*Direction*
Reproduce the following data line for line, with no changes.

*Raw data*
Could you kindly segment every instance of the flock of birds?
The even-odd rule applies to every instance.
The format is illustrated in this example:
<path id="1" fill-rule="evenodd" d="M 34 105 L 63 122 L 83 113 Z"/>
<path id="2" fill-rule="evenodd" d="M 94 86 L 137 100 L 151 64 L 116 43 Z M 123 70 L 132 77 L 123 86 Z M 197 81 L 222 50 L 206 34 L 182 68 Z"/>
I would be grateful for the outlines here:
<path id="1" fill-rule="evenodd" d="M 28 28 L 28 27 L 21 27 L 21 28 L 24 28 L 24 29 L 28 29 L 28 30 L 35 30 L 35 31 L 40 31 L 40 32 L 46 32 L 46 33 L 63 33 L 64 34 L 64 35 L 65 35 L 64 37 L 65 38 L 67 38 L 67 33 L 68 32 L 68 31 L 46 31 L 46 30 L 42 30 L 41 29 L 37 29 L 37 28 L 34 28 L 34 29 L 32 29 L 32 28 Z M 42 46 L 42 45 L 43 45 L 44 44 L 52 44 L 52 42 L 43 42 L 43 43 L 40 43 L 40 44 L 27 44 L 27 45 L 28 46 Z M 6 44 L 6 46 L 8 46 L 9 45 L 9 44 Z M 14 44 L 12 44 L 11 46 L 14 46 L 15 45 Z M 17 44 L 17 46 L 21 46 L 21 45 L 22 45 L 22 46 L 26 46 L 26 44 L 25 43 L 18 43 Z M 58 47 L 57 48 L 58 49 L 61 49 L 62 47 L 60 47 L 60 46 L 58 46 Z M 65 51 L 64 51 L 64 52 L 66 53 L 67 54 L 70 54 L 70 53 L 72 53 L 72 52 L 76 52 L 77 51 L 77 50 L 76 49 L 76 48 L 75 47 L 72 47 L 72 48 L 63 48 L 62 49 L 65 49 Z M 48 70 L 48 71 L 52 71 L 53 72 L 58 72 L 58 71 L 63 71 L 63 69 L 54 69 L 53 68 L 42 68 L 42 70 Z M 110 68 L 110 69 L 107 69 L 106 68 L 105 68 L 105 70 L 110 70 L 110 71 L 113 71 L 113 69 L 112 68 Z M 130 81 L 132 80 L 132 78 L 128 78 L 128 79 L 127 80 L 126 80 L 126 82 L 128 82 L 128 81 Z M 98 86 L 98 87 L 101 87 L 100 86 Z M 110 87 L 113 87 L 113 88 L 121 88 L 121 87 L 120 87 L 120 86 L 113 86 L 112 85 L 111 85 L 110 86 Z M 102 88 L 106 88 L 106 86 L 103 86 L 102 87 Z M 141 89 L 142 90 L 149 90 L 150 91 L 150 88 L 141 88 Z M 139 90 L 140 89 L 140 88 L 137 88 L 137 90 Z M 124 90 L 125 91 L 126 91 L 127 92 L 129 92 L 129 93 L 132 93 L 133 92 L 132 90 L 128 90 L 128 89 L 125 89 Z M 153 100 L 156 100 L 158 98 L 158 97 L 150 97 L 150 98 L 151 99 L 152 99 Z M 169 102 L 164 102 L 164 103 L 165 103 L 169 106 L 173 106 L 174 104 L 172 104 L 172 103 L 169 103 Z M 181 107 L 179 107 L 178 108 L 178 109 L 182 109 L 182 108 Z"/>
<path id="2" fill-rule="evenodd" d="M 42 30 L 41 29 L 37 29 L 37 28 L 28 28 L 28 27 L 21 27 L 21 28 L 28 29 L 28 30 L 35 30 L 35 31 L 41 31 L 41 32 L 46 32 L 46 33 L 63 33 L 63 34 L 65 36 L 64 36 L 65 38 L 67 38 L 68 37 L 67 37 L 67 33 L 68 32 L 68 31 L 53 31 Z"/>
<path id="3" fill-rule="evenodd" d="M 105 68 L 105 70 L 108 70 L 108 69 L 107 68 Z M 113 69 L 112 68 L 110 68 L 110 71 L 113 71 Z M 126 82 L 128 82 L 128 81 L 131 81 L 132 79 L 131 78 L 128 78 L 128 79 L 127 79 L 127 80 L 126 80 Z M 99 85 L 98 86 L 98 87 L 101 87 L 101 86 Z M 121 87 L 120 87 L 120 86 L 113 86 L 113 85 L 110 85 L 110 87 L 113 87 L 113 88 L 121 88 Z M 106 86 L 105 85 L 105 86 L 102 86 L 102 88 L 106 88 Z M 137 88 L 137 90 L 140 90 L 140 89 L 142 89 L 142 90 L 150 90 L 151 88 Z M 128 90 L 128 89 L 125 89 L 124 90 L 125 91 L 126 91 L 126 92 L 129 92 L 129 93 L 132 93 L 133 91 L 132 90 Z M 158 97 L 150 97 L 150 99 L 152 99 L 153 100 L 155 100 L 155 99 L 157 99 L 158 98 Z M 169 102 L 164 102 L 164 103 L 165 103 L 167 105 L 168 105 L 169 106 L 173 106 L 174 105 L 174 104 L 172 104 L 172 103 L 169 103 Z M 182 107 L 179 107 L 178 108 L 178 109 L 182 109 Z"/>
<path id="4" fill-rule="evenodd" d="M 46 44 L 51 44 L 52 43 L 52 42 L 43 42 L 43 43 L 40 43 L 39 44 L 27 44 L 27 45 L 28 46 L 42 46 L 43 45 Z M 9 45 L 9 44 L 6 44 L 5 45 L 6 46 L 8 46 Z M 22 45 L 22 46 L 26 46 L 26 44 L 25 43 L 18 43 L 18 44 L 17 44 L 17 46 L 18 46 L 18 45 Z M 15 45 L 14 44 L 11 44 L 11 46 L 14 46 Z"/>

*Solution for this problem*
Could you kindly segment every instance of the flock of birds?
The even-odd rule applies to every instance.
The format is illustrated in this example:
<path id="1" fill-rule="evenodd" d="M 34 105 L 63 122 L 83 113 Z"/>
<path id="2" fill-rule="evenodd" d="M 94 86 L 137 100 L 151 64 L 116 43 Z M 123 70 L 132 77 L 123 86 Z M 197 81 L 222 50 L 206 34 L 182 68 Z"/>
I would be grateful for the outlines here:
<path id="1" fill-rule="evenodd" d="M 28 28 L 28 27 L 21 27 L 21 28 L 24 28 L 24 29 L 28 29 L 28 30 L 35 30 L 35 31 L 40 31 L 40 32 L 46 32 L 46 33 L 63 33 L 64 34 L 64 35 L 65 35 L 64 37 L 65 38 L 67 38 L 67 33 L 68 32 L 68 31 L 46 31 L 46 30 L 42 30 L 41 29 L 37 29 L 37 28 L 34 28 L 34 29 L 32 29 L 32 28 Z M 42 46 L 42 45 L 43 45 L 44 44 L 52 44 L 52 42 L 43 42 L 43 43 L 40 43 L 40 44 L 27 44 L 27 45 L 28 46 Z M 6 44 L 6 46 L 8 46 L 9 45 L 9 44 Z M 14 44 L 12 44 L 11 46 L 14 46 L 15 45 Z M 17 44 L 17 46 L 21 46 L 21 45 L 22 45 L 22 46 L 26 46 L 26 44 L 25 43 L 18 43 Z M 58 47 L 57 48 L 58 49 L 61 49 L 62 47 L 60 47 L 60 46 L 58 46 Z M 65 51 L 64 51 L 64 52 L 66 53 L 67 54 L 70 54 L 70 53 L 72 53 L 72 52 L 76 52 L 77 51 L 77 50 L 76 49 L 76 48 L 75 47 L 72 47 L 72 48 L 63 48 L 62 49 L 65 49 Z M 48 70 L 48 71 L 52 71 L 53 72 L 58 72 L 58 71 L 63 71 L 63 69 L 54 69 L 53 68 L 42 68 L 42 70 Z M 110 68 L 110 69 L 107 69 L 106 68 L 105 68 L 105 70 L 110 70 L 110 71 L 113 71 L 113 69 L 112 68 Z M 130 81 L 132 80 L 132 78 L 128 78 L 128 79 L 127 80 L 126 80 L 126 82 L 128 82 L 128 81 Z M 98 86 L 98 87 L 101 87 L 100 86 Z M 110 87 L 113 87 L 113 88 L 121 88 L 121 87 L 120 87 L 120 86 L 113 86 L 112 85 L 111 85 L 110 86 Z M 102 88 L 106 88 L 106 86 L 103 86 L 102 87 Z M 141 89 L 142 90 L 149 90 L 150 91 L 150 88 L 141 88 Z M 139 90 L 140 89 L 140 88 L 137 88 L 137 90 Z M 124 90 L 125 91 L 126 91 L 127 92 L 129 92 L 129 93 L 132 93 L 133 92 L 132 90 L 128 90 L 128 89 L 125 89 Z M 153 100 L 156 100 L 158 98 L 158 97 L 150 97 L 150 98 L 151 99 L 152 99 Z M 169 102 L 164 102 L 164 103 L 165 103 L 169 106 L 173 106 L 174 104 L 172 104 L 172 103 L 169 103 Z M 181 107 L 179 107 L 178 108 L 178 109 L 182 109 L 182 108 Z"/>
<path id="2" fill-rule="evenodd" d="M 42 30 L 41 29 L 37 29 L 37 28 L 28 28 L 28 27 L 21 27 L 21 28 L 28 29 L 28 30 L 35 30 L 35 31 L 41 31 L 41 32 L 46 32 L 46 33 L 63 33 L 63 34 L 65 36 L 64 36 L 65 38 L 67 38 L 68 37 L 67 37 L 67 33 L 68 32 L 68 31 L 53 31 Z"/>
<path id="3" fill-rule="evenodd" d="M 105 68 L 105 70 L 108 70 L 108 69 L 107 68 Z M 113 69 L 112 68 L 110 68 L 110 71 L 113 71 Z M 126 82 L 128 82 L 128 81 L 131 81 L 132 79 L 131 78 L 128 78 L 128 79 L 127 79 L 127 80 L 126 80 Z M 99 85 L 98 86 L 98 87 L 101 87 L 101 86 Z M 121 87 L 120 87 L 120 86 L 113 86 L 113 85 L 110 85 L 110 87 L 113 87 L 113 88 L 121 88 Z M 106 86 L 105 85 L 105 86 L 102 86 L 102 88 L 106 88 Z M 137 88 L 137 90 L 140 90 L 140 89 L 142 89 L 142 90 L 150 90 L 151 88 Z M 128 90 L 128 89 L 125 89 L 124 90 L 125 91 L 126 91 L 126 92 L 129 92 L 129 93 L 132 93 L 133 91 L 132 90 Z M 158 97 L 150 97 L 150 99 L 152 99 L 153 100 L 155 100 L 155 99 L 157 99 L 158 98 Z M 169 102 L 164 102 L 164 103 L 165 103 L 167 105 L 168 105 L 169 106 L 173 106 L 174 105 L 174 104 L 172 104 L 172 103 L 169 103 Z M 182 107 L 179 107 L 178 108 L 178 109 L 182 109 Z"/>
<path id="4" fill-rule="evenodd" d="M 46 44 L 51 44 L 52 43 L 52 42 L 43 42 L 43 43 L 40 43 L 39 44 L 27 44 L 27 45 L 28 46 L 42 46 L 43 45 Z M 9 45 L 9 44 L 6 44 L 5 45 L 6 46 L 8 46 Z M 22 45 L 22 46 L 26 46 L 26 44 L 25 43 L 18 43 L 18 44 L 17 44 L 17 46 L 18 46 L 18 45 Z M 15 45 L 14 44 L 11 44 L 11 46 L 14 46 Z"/>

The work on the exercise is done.